> **What the task requires**
Write the next part of the essay below on why "notkilleveryoneism" is a poor term, starting right after its final line, "Enjoy the AI summer."

> **Supplied text**
“notkilleveryoneism” sounds dumb

“AI safety” and “AI alignment” now often mean “making AI not say racist/​illegal/​etc things”. The term “AI notkilleveryoneism” is now sometimes being used as a replacement that refers specifically to ASI-related risks.

I think “notkilleveryoneism” is the wrong term to use, for reasons including:

  • The basic structure of simple words mashed together with a suffix is associated with fantasy, media for kids, and signalling lack of effort.

  • The “ism” suffix brings up associations to religions. You don’t want to say “we are the tribe of people whose thing is opposition to X”—you just want to say “we’re opposed to X”.

  • It’s awkward to say, not catchy.

  • There are broader concerns than AI literally killing everyone, and you probably want as big an alliance as possible.

What, then, might be better? Perhaps an analogy to biological or nuclear safety would be good, eg:

  • Stop AI Gain-of-Function Research

  • Stop AI Proliferation

Another angle is “enjoy the AI summer” framing. The ability of GPT-4 to fill out forms, the art generation by the various LoRA models...even just the ability to do good sentence embeddings and fast vector search—all these things will have big impacts in businesses, but it will take some time for people to figure out how to use them most effectively. You could say things like:

  • Enjoy the AI summer.

> **Record excerpts**
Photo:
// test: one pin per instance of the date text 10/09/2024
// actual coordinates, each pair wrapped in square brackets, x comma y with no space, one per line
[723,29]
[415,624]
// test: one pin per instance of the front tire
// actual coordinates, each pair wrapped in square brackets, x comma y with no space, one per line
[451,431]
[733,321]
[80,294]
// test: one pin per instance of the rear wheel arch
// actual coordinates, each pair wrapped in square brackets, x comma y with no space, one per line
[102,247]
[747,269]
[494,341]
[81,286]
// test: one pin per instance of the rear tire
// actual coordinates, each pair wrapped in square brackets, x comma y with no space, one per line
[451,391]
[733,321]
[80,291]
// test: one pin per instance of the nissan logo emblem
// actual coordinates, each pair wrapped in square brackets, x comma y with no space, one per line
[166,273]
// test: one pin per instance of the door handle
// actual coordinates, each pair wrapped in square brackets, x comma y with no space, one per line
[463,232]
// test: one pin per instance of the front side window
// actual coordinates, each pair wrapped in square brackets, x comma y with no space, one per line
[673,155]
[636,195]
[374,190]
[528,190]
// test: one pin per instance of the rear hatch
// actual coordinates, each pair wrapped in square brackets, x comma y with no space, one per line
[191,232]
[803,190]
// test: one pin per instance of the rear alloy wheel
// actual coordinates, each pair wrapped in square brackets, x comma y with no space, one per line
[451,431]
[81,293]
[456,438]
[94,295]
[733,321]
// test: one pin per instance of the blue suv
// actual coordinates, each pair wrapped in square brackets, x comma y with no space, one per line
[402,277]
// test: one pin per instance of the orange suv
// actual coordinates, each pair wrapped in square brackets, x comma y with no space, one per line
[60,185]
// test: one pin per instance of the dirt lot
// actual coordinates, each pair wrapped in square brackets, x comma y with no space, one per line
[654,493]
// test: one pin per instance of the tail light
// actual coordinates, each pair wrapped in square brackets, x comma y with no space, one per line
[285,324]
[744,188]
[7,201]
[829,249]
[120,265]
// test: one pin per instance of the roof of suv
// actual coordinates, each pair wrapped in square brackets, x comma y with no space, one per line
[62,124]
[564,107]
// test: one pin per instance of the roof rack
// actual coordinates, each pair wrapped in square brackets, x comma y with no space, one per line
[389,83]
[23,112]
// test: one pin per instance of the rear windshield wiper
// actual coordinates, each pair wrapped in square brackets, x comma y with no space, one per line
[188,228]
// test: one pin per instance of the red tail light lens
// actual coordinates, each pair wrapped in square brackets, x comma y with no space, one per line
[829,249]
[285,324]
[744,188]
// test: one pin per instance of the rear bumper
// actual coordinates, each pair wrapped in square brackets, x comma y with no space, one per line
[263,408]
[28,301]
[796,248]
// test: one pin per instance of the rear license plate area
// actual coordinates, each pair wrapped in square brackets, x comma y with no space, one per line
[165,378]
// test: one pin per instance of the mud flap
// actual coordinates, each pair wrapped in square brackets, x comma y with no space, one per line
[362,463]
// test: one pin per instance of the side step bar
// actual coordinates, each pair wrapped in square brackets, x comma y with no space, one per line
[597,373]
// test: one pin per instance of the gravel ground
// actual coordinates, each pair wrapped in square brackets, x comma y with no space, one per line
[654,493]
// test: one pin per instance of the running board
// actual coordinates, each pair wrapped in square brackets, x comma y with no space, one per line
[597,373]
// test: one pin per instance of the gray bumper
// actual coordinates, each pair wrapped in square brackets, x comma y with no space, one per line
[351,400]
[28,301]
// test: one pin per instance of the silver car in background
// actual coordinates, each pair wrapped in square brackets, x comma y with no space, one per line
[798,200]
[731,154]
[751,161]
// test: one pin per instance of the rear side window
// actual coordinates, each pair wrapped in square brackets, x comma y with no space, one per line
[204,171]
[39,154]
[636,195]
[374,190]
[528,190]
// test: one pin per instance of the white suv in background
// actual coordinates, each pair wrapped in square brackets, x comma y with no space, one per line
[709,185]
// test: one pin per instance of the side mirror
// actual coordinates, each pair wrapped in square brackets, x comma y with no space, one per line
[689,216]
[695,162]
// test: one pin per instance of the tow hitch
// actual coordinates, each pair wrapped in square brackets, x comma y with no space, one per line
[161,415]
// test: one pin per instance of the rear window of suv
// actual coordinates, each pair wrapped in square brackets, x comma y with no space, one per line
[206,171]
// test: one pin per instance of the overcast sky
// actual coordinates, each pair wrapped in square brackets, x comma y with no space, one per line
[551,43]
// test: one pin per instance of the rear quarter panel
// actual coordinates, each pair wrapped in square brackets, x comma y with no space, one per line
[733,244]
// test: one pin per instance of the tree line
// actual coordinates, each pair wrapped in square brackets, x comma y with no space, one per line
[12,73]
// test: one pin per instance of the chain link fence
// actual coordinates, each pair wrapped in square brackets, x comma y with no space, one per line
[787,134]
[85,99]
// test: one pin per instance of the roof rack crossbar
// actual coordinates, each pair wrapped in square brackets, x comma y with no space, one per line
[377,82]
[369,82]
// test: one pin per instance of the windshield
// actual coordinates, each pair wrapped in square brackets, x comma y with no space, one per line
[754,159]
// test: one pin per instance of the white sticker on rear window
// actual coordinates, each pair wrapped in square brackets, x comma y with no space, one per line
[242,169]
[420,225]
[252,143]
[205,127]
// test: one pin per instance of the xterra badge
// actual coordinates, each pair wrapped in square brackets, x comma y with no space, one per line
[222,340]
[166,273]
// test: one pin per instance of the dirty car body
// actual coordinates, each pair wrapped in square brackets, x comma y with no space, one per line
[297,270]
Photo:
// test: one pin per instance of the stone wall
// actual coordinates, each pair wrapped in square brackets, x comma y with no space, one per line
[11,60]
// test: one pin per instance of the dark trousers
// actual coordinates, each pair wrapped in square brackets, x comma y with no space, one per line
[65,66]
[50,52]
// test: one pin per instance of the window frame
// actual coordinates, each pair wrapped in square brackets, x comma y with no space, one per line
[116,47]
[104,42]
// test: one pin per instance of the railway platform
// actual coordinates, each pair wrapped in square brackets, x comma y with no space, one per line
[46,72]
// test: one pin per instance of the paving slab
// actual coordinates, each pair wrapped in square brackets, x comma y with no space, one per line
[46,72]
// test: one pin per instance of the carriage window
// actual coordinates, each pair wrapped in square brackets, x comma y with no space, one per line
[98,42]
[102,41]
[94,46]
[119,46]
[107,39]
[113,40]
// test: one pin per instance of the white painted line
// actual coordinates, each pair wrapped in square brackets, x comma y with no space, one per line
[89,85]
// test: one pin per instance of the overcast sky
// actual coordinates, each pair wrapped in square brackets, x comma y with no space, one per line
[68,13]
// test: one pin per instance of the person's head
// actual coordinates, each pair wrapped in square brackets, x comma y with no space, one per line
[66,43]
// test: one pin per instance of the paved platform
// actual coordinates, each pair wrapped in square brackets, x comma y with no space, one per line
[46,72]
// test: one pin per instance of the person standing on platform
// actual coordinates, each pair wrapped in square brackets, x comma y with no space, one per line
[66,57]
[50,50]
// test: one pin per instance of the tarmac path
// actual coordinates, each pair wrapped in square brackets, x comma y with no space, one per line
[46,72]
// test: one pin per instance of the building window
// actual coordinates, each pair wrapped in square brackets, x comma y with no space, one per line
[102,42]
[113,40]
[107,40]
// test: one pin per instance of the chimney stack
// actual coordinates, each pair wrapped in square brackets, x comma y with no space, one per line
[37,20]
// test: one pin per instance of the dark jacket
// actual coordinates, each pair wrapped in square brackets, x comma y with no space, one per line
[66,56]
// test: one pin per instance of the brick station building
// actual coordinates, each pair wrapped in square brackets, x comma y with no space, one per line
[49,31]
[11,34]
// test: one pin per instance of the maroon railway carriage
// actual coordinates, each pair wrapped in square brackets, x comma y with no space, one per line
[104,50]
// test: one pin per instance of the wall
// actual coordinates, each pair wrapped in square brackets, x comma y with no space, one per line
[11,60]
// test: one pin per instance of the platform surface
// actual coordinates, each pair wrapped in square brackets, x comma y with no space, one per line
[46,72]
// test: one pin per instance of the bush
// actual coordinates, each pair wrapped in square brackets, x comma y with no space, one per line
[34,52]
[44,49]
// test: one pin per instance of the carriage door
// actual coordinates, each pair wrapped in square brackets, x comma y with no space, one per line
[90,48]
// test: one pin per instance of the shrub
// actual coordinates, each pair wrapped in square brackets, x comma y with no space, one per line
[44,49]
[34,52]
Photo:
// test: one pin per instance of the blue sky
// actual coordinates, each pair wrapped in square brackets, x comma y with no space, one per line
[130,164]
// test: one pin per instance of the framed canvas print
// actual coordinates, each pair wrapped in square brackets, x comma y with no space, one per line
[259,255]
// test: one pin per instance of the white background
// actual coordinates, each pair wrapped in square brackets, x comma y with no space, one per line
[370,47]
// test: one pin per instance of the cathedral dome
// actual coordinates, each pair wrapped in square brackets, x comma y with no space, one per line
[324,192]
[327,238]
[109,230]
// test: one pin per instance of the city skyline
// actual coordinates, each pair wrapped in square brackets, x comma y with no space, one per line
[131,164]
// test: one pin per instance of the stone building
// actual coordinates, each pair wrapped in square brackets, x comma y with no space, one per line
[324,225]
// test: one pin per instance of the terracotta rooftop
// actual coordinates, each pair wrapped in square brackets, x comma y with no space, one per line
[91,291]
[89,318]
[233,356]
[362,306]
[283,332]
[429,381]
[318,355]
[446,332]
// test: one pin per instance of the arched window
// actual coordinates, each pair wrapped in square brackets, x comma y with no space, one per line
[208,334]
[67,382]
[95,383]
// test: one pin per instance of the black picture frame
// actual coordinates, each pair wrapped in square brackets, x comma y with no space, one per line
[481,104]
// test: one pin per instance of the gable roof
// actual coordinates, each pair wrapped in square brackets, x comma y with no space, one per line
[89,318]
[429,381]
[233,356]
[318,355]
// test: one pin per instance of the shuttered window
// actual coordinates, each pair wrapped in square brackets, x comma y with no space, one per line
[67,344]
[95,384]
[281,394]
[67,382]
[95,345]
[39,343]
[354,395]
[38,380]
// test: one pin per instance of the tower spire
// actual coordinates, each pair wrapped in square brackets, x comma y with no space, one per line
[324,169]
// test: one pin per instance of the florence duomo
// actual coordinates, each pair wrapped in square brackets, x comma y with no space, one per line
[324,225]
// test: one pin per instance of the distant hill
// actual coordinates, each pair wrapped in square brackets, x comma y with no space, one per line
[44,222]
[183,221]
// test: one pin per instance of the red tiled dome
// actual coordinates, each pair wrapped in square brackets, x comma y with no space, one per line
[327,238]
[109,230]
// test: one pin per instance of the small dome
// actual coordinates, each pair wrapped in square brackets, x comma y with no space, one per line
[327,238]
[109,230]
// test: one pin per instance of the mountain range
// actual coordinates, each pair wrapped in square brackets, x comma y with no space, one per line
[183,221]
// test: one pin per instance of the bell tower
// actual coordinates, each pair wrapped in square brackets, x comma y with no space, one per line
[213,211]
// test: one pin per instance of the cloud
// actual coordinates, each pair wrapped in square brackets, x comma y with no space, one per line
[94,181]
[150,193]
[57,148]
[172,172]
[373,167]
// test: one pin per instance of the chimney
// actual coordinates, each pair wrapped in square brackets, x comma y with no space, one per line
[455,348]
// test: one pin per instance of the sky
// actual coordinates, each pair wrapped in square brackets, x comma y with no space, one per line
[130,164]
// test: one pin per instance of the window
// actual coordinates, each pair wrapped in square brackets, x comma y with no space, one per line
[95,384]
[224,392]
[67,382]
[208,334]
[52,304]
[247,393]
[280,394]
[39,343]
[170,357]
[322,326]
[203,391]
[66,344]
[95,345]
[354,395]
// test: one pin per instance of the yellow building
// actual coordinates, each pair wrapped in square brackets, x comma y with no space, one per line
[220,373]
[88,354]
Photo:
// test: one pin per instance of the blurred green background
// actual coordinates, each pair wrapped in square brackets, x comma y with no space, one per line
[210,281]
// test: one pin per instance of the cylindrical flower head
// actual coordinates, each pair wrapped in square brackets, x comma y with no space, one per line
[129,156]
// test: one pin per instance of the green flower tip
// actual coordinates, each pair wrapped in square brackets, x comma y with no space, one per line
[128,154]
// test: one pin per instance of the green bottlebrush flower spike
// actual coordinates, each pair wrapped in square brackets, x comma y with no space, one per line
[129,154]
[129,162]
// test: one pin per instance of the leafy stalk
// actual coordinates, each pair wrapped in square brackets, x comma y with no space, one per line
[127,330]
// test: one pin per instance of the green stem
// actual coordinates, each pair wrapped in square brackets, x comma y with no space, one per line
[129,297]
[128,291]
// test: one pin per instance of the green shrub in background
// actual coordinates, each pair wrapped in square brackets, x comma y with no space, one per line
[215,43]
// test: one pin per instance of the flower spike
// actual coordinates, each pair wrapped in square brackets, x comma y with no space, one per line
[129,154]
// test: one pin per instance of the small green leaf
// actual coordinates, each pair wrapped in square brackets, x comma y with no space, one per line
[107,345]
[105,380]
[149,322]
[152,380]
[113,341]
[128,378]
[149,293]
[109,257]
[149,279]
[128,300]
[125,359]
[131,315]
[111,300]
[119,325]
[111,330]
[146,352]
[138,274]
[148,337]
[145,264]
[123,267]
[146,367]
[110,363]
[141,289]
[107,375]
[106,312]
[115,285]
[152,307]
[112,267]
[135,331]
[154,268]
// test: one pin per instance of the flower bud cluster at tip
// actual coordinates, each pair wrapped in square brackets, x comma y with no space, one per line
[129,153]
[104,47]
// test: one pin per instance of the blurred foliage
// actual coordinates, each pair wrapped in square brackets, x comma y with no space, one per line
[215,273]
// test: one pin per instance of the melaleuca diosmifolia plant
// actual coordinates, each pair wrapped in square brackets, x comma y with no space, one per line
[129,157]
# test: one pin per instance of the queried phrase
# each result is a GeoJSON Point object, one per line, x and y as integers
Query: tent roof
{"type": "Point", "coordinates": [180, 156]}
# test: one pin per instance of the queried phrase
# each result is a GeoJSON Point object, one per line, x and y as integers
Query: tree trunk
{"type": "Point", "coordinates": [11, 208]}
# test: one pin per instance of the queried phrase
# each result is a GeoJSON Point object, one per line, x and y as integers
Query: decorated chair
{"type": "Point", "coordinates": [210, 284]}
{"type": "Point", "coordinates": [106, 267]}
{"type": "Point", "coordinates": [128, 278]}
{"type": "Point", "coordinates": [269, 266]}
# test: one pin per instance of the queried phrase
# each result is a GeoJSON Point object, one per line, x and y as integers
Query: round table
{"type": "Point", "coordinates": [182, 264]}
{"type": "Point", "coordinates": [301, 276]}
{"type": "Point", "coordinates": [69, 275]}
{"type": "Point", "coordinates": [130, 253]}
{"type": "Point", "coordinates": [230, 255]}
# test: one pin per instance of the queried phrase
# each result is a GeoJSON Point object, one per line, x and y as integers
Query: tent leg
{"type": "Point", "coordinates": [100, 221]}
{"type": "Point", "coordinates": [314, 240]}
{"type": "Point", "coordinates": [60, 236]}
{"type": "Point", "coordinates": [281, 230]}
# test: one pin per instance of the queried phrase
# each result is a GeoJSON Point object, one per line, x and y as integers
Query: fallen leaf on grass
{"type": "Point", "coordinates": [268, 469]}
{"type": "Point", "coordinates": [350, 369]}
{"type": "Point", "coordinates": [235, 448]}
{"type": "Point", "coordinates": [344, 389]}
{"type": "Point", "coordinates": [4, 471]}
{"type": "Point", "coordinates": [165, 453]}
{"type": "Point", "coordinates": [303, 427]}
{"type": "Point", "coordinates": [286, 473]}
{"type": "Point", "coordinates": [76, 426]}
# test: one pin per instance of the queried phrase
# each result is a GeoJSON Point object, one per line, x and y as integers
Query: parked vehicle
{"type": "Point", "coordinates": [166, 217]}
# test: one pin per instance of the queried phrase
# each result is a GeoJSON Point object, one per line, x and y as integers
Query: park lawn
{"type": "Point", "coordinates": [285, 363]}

> **Answer for the task**
  • Taste the fruit before planting more.

Yet another angle is the “figure out how to distribute the gains equitably before moving on” and “AI power dynamics” framing. For example:

  • Stop (Chinese-style) AI surveillance.

  • Don’t let them make you obsolete. (like horses)

There are a number of possibilities, and I’m not proposing a single thing in particular, I’m just saying that people should use other phrases than “AI notkilleveryoneism”.

I thought of the following terms for technical discussion:

  • U-al = user-alignment

  • O-al = owner-alignment

  • S-al = society-alignment

  • H-al = humanity-alignment

  • I-al = intelligence-alignment

But for public-facing statements, such abbreviations are obviously unsuitable.